__YOUR OBJECTIVE__
Please reproduce every one of the entries below line for line, with no changes, and leave the pictures out.

※ ※ ※

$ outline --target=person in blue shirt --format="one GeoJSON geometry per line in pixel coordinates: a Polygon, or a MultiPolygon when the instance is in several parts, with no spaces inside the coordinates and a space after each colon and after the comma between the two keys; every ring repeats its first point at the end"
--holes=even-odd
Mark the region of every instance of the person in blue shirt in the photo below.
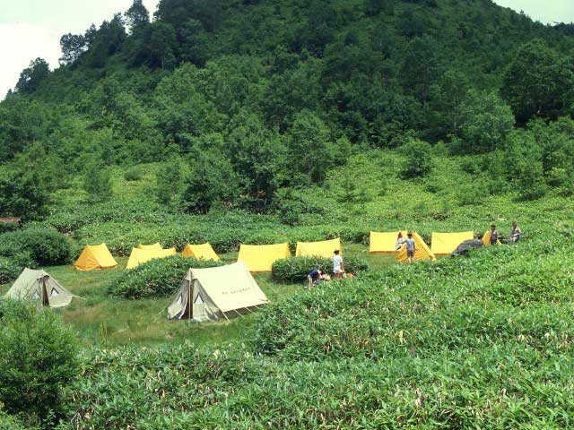
{"type": "Polygon", "coordinates": [[[413,233],[409,233],[404,244],[406,244],[406,256],[409,259],[409,262],[414,262],[414,253],[416,252],[416,245],[413,238],[413,233]]]}
{"type": "Polygon", "coordinates": [[[308,288],[310,288],[314,286],[319,285],[321,280],[323,280],[323,269],[317,268],[311,271],[311,272],[307,275],[307,280],[309,280],[308,288]]]}

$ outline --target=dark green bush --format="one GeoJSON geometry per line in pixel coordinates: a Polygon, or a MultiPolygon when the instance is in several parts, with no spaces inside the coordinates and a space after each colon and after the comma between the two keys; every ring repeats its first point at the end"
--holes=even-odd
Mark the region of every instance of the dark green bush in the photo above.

※ ※ ※

__ANSWER TO THIS TASK__
$ outline --target=person in blue shirt --format="one GeoJSON geometry per line in pixel coordinates: a Polygon, or a MultiPolygon when the instance is in several parts, with no spaces inside the coordinates and a space after each colon and after the comma between the two keys; every ring repeats its first point at the end"
--holes=even-odd
Mark the region of every instance of the person in blue shirt in the photo below.
{"type": "Polygon", "coordinates": [[[413,233],[409,233],[404,244],[406,244],[406,256],[409,259],[409,262],[414,262],[414,253],[416,252],[416,245],[413,238],[413,233]]]}
{"type": "Polygon", "coordinates": [[[308,288],[310,288],[314,286],[319,285],[321,280],[323,280],[323,269],[317,268],[311,271],[311,272],[307,275],[307,280],[309,280],[308,288]]]}

$ outline --target=dark green bush --format="one GeoJSON geometry per line in pixel coordinates: a Polygon, or a MultiPolygon when the instance is in several parts, with no spaces inside the coordinates and a space after each colon and after the comma between the two keys; every ring repeats its first point at the end"
--holes=even-odd
Mark the region of every instance of the dark green bush in the photo above.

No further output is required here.